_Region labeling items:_
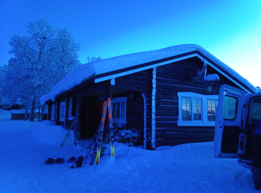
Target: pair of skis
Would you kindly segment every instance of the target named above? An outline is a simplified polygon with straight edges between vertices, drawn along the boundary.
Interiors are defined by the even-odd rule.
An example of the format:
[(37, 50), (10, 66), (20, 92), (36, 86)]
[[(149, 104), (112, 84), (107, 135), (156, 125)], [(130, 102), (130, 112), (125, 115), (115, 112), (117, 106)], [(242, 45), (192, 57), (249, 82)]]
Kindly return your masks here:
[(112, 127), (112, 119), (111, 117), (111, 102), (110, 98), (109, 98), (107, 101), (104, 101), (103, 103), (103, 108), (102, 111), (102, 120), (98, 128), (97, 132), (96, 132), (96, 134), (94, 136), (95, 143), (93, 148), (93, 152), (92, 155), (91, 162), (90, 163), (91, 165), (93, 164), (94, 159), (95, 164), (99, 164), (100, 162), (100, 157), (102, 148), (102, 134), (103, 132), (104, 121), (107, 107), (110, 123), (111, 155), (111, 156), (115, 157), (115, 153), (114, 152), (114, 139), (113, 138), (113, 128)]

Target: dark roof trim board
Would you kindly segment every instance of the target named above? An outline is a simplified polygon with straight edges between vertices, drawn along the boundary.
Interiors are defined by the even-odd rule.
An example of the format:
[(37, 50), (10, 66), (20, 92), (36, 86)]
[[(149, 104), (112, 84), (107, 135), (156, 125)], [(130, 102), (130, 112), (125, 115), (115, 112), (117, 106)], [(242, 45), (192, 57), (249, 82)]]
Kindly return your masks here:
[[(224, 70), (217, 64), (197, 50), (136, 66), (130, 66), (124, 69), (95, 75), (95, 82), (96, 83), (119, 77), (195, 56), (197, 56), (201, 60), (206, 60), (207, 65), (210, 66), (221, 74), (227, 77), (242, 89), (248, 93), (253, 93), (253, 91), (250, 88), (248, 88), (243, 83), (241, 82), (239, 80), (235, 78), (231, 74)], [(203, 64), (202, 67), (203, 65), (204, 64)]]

...

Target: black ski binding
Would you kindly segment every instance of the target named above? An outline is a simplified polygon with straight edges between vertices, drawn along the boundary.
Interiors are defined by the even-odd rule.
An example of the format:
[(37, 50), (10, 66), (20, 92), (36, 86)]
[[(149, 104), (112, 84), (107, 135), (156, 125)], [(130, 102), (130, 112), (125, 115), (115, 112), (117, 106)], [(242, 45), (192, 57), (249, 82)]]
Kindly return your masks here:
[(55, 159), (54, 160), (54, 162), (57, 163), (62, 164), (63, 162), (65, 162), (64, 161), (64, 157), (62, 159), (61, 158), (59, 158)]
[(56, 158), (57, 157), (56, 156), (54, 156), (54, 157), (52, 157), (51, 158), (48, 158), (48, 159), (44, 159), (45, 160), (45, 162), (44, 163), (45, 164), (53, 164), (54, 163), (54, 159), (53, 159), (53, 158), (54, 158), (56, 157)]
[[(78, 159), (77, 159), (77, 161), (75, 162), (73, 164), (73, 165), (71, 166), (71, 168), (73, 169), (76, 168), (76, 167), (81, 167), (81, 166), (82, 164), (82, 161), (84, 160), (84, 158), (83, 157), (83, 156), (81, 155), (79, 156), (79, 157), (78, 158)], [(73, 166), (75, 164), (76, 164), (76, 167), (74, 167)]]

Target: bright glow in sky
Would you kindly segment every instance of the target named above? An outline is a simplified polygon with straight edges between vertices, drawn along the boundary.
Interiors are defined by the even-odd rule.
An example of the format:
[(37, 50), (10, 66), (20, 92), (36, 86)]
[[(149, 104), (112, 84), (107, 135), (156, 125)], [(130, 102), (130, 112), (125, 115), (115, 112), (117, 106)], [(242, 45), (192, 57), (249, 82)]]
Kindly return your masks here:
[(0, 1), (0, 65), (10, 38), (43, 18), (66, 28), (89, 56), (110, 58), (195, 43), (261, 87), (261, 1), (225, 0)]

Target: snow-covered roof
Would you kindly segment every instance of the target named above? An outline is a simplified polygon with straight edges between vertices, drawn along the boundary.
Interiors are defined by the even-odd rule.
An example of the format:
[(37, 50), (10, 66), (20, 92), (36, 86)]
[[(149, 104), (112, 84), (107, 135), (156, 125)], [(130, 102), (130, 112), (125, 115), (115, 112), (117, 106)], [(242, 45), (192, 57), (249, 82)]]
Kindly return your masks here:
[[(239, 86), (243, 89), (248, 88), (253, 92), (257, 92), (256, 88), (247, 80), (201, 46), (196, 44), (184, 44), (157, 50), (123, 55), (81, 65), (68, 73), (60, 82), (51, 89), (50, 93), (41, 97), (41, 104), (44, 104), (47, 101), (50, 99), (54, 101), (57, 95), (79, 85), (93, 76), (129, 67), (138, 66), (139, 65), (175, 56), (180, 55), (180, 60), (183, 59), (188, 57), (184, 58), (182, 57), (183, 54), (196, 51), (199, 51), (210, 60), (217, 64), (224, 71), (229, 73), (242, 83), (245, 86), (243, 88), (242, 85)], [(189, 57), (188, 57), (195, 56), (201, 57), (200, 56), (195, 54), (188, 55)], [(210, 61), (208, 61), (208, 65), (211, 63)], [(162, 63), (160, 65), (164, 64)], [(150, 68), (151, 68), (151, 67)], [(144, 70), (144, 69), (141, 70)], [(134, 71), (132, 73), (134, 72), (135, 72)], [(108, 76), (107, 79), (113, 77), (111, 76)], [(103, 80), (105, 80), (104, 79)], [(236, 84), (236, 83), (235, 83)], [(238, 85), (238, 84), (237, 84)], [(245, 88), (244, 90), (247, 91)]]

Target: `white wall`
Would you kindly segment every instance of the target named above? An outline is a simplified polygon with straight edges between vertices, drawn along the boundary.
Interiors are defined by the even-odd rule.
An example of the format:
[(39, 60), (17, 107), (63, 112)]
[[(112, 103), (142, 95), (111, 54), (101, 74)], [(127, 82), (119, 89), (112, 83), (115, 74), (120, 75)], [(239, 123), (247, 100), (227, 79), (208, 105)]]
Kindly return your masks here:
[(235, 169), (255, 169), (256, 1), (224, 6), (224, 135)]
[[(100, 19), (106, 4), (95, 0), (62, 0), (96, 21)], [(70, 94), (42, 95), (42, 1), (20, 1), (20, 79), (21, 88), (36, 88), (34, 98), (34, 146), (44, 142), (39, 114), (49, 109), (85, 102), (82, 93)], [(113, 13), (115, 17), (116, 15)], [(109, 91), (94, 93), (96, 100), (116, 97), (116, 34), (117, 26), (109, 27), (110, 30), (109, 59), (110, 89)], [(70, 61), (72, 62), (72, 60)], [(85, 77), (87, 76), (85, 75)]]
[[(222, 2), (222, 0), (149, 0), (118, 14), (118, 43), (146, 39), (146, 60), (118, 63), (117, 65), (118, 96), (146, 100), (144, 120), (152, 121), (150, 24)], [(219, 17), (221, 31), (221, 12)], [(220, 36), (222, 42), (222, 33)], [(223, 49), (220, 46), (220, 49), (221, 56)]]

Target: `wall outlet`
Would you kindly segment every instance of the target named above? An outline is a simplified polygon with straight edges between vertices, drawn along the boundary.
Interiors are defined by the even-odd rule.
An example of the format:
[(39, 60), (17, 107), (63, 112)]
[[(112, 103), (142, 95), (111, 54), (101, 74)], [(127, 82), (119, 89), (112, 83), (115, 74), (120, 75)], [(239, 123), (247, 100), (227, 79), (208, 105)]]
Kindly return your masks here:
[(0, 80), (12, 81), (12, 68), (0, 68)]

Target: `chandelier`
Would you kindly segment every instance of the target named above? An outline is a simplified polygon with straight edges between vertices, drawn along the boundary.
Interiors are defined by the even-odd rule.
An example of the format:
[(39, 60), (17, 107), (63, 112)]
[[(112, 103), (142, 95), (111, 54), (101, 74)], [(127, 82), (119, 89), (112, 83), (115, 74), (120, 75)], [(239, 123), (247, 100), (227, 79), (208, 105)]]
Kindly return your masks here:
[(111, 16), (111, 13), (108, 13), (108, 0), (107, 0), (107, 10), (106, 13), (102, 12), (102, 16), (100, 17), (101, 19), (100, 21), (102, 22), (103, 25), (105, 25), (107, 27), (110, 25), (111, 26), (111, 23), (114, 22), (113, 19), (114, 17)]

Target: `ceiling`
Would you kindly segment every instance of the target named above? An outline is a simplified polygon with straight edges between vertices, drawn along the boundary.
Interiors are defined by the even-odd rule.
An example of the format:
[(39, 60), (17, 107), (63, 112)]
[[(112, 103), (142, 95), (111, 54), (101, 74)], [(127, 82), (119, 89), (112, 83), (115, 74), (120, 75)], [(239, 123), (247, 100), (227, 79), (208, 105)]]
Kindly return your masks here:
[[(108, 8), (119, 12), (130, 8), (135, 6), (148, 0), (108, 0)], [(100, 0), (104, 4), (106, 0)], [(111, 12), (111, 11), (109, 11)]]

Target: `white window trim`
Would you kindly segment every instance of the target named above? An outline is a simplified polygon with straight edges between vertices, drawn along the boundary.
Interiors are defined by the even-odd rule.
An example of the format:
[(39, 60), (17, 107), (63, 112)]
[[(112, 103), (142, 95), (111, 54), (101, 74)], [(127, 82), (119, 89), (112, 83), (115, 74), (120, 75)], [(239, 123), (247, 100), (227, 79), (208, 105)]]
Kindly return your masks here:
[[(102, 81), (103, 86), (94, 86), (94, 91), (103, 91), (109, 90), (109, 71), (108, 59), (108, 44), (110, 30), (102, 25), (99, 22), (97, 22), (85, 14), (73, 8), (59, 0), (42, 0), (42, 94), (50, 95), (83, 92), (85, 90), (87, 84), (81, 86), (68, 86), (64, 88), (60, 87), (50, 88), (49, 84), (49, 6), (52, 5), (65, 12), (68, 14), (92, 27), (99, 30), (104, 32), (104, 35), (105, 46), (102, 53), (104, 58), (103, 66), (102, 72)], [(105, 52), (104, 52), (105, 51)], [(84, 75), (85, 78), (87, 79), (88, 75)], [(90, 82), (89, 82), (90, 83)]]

* * *

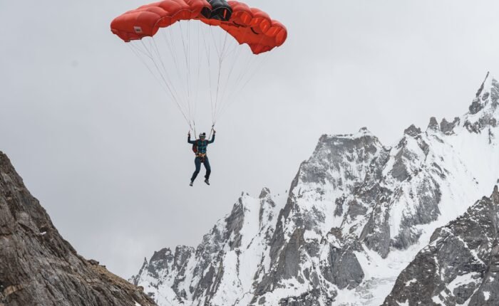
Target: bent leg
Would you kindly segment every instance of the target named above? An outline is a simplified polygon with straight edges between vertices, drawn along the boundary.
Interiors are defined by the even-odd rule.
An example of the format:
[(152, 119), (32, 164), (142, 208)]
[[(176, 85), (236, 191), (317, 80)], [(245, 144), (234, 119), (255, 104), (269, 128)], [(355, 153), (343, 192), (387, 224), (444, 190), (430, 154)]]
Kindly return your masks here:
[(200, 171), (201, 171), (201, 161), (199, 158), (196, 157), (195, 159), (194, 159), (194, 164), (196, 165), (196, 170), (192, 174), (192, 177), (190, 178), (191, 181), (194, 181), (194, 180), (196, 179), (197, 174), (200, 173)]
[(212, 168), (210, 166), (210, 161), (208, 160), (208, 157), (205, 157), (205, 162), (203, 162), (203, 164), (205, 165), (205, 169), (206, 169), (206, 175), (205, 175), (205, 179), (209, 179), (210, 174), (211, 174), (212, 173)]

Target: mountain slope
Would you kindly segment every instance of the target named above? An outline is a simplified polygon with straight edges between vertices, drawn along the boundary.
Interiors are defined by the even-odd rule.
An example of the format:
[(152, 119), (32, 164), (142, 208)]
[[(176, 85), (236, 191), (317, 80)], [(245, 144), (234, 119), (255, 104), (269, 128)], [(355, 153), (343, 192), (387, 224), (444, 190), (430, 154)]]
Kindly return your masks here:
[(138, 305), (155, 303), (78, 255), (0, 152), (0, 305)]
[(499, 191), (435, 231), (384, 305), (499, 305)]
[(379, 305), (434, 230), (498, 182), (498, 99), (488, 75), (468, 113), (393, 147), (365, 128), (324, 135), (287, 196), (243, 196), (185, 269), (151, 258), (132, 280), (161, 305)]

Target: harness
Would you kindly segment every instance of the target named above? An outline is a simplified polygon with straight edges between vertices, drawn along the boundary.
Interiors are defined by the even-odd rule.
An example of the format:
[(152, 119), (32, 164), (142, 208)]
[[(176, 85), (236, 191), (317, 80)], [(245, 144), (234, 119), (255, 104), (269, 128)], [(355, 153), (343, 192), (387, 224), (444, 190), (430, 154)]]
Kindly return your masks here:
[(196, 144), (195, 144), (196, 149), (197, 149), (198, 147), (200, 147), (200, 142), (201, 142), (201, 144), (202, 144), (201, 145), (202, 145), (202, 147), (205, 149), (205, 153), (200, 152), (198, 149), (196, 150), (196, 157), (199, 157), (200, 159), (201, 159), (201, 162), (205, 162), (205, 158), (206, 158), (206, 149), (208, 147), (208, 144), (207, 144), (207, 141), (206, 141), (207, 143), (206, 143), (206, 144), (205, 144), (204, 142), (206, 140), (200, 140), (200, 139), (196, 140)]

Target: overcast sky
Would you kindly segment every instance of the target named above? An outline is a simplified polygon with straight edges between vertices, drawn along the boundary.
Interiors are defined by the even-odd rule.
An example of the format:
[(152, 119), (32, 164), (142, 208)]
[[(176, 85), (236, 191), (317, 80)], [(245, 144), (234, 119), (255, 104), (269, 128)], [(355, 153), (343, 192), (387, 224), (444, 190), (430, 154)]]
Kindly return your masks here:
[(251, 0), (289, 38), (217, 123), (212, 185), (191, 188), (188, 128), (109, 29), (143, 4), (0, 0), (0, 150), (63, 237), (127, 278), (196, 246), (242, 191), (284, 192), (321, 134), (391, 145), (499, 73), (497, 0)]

_Your goal:_ Begin at the line that has "Target: overcast sky" and stop after the line that has "73), (497, 0)]". Reproduce those lines with "even-odd" swapped for "nonzero winding", keeping everything else unchanged.

_Answer for this exercise:_
Target: overcast sky
Would you kindly segment every instance of the target named above? An outline is a simplified polygon with straight edges between vertices, drawn along the boundary.
Interiors are defined by the nonzero winding rule.
An example of the format:
[(152, 119), (32, 164), (142, 208)]
[[(176, 85), (236, 191), (317, 80)], [(245, 144), (234, 119), (255, 104), (269, 128)], [(355, 153), (343, 192), (387, 224), (444, 190), (430, 154)]]
Kindly return your masks here:
[(251, 0), (289, 38), (217, 123), (212, 185), (191, 188), (188, 128), (109, 29), (143, 4), (0, 0), (0, 150), (63, 237), (127, 278), (196, 246), (242, 191), (284, 192), (321, 134), (391, 145), (499, 73), (497, 0)]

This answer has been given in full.